- [EXERCISE GOAL] Exactly as given, reproduce the records in full.

- [TASK INPUT]
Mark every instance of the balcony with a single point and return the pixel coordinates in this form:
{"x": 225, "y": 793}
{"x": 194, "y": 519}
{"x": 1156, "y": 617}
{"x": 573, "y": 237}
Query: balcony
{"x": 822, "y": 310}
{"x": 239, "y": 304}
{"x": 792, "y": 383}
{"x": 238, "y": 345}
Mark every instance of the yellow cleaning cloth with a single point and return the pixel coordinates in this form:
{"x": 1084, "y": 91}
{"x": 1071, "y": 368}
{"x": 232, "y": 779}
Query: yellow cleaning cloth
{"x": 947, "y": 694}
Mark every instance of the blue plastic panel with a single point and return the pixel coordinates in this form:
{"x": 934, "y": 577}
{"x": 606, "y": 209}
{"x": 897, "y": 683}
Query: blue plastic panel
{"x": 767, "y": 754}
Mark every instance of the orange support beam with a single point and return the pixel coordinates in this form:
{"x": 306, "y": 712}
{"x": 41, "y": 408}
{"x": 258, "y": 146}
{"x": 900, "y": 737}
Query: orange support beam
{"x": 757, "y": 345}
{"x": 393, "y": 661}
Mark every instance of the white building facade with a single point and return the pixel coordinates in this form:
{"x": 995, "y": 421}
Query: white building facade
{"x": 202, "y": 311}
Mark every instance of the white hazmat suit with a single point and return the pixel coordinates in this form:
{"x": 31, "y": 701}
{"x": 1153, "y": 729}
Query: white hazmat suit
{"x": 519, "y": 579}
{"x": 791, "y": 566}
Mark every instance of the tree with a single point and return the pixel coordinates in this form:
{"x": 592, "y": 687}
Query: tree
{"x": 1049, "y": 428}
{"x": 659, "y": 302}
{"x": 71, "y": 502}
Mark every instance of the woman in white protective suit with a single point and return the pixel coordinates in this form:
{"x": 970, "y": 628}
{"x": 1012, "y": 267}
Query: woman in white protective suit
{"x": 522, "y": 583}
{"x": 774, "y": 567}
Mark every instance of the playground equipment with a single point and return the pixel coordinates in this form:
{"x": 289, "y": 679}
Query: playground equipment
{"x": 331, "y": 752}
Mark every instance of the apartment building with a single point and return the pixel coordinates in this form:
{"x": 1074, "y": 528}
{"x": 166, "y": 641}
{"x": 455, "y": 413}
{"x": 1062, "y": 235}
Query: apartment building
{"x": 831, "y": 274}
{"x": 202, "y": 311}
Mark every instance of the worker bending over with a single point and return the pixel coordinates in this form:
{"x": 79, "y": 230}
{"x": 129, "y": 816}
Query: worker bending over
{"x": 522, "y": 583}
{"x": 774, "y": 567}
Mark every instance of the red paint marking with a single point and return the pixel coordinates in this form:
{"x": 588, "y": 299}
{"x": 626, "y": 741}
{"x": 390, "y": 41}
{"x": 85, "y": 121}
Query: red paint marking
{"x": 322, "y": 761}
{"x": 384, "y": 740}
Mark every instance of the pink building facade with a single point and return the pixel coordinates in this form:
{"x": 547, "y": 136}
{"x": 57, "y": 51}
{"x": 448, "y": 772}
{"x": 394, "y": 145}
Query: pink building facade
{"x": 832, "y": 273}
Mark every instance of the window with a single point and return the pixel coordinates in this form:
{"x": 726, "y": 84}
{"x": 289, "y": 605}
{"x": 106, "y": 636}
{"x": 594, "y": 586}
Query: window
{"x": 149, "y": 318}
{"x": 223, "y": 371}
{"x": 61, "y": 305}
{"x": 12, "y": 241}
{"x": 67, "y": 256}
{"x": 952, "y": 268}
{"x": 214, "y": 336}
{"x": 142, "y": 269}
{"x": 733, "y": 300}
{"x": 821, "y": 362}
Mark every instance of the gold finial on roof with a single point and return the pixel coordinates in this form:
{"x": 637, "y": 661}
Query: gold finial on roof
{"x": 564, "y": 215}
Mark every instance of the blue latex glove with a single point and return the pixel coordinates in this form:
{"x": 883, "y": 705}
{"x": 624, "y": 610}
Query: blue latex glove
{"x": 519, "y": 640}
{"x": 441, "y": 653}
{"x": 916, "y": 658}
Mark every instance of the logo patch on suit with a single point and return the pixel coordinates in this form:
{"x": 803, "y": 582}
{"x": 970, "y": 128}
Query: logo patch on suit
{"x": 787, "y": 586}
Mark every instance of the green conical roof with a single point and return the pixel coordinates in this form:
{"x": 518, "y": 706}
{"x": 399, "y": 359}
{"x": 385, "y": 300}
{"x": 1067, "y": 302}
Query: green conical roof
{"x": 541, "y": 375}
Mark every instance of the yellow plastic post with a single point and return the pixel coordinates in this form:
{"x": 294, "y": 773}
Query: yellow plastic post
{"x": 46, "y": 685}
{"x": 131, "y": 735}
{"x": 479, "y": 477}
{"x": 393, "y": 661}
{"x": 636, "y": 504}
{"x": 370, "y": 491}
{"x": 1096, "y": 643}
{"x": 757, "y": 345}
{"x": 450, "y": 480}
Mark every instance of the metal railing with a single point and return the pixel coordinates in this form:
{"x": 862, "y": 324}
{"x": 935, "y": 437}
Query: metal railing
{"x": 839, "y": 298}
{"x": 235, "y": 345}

- [WRITTEN RESPONSE]
Mark every instance of the balcony with a single point and return the pixel coordinates in this form:
{"x": 225, "y": 793}
{"x": 194, "y": 519}
{"x": 1156, "y": 617}
{"x": 573, "y": 237}
Query: balcony
{"x": 822, "y": 310}
{"x": 239, "y": 304}
{"x": 792, "y": 383}
{"x": 238, "y": 345}
Mark every instance of the yellow cleaning cloth with a single point and return the pixel coordinates in this form:
{"x": 1084, "y": 91}
{"x": 1071, "y": 368}
{"x": 232, "y": 779}
Query: yellow cleaning cloth
{"x": 947, "y": 694}
Mark every instance of the blue plastic panel with a single point and return the pixel coordinates in this form:
{"x": 934, "y": 577}
{"x": 606, "y": 209}
{"x": 897, "y": 683}
Query: blue plastic panel
{"x": 767, "y": 754}
Mark every instance of the orange support beam with a single point and return the pixel coordinates in this form:
{"x": 306, "y": 712}
{"x": 41, "y": 408}
{"x": 258, "y": 146}
{"x": 900, "y": 737}
Query: orange support beam
{"x": 757, "y": 345}
{"x": 393, "y": 661}
Mark every instance of the white building facade with a single point and return the pixel coordinates in this form:
{"x": 995, "y": 421}
Query: white building facade
{"x": 202, "y": 311}
Mark every instance of the white hazmat suit with a single point and return the pixel coordinates in this form:
{"x": 31, "y": 701}
{"x": 1153, "y": 729}
Query: white hazmat suit
{"x": 519, "y": 579}
{"x": 791, "y": 566}
Mark every instance of the tree with a single point and return the pixel coordinates in this form:
{"x": 592, "y": 687}
Query: tree
{"x": 1049, "y": 428}
{"x": 659, "y": 302}
{"x": 71, "y": 502}
Mark every instance of the woman in white protective suit with a single point and return the pixel coordinates in this form:
{"x": 970, "y": 628}
{"x": 1012, "y": 267}
Query: woman in white protective suit
{"x": 522, "y": 583}
{"x": 774, "y": 567}
Mark every instance of the playground equipment with a single point and return the pixel coordinates in this form:
{"x": 289, "y": 679}
Query: playground equipment
{"x": 331, "y": 752}
Mark every instance of the apartment building with a single point and return the pixel coordinates in this form:
{"x": 1074, "y": 528}
{"x": 166, "y": 641}
{"x": 455, "y": 413}
{"x": 1062, "y": 235}
Query: apartment building
{"x": 831, "y": 274}
{"x": 202, "y": 311}
Mark every instance of the worker bending over with a single point and return the pixel coordinates in this form:
{"x": 79, "y": 230}
{"x": 129, "y": 816}
Query: worker bending over
{"x": 522, "y": 583}
{"x": 774, "y": 567}
Mark every instance of the red paint marking with a single point and return the pixel coordinates in this form:
{"x": 588, "y": 299}
{"x": 626, "y": 741}
{"x": 390, "y": 41}
{"x": 85, "y": 121}
Query: red paint marking
{"x": 322, "y": 761}
{"x": 384, "y": 740}
Mark every instance of the pink building facade with a single point and return the pixel coordinates in this form:
{"x": 547, "y": 136}
{"x": 57, "y": 51}
{"x": 448, "y": 772}
{"x": 394, "y": 145}
Query: pink building facade
{"x": 832, "y": 273}
Mark every instance of the window with a single point and return the pixel coordinates in this form:
{"x": 726, "y": 84}
{"x": 289, "y": 605}
{"x": 106, "y": 636}
{"x": 594, "y": 586}
Query: window
{"x": 149, "y": 318}
{"x": 223, "y": 371}
{"x": 61, "y": 305}
{"x": 12, "y": 241}
{"x": 67, "y": 256}
{"x": 952, "y": 268}
{"x": 214, "y": 336}
{"x": 142, "y": 269}
{"x": 733, "y": 300}
{"x": 821, "y": 362}
Mark every instance of the gold finial on roof with a single point and return the pixel coordinates in this form:
{"x": 637, "y": 661}
Query: gold finial on roof
{"x": 564, "y": 215}
Mark every instance of the blue latex glove with a single point and return the pixel coordinates in this form:
{"x": 883, "y": 705}
{"x": 624, "y": 610}
Query: blue latex glove
{"x": 519, "y": 640}
{"x": 441, "y": 653}
{"x": 916, "y": 658}
Mark every instance of the logo patch on suit with a single point and return the pixel coordinates in this form:
{"x": 803, "y": 582}
{"x": 970, "y": 128}
Query: logo patch on suit
{"x": 787, "y": 586}
Mark every instance of the green conical roof with a single point and return the pixel coordinates in this form:
{"x": 518, "y": 706}
{"x": 399, "y": 359}
{"x": 385, "y": 300}
{"x": 1067, "y": 302}
Query: green conical roof
{"x": 541, "y": 375}
Mark every instance of the yellow plastic post with a single point and return the pixel coordinates in this form:
{"x": 294, "y": 773}
Query: yellow plastic post
{"x": 46, "y": 685}
{"x": 131, "y": 735}
{"x": 479, "y": 477}
{"x": 393, "y": 661}
{"x": 636, "y": 504}
{"x": 370, "y": 491}
{"x": 1096, "y": 643}
{"x": 757, "y": 345}
{"x": 450, "y": 480}
Mark every instance of the metal railing with a single point and return the pixel coordinates in this form:
{"x": 862, "y": 324}
{"x": 935, "y": 437}
Query: metal railing
{"x": 839, "y": 298}
{"x": 235, "y": 345}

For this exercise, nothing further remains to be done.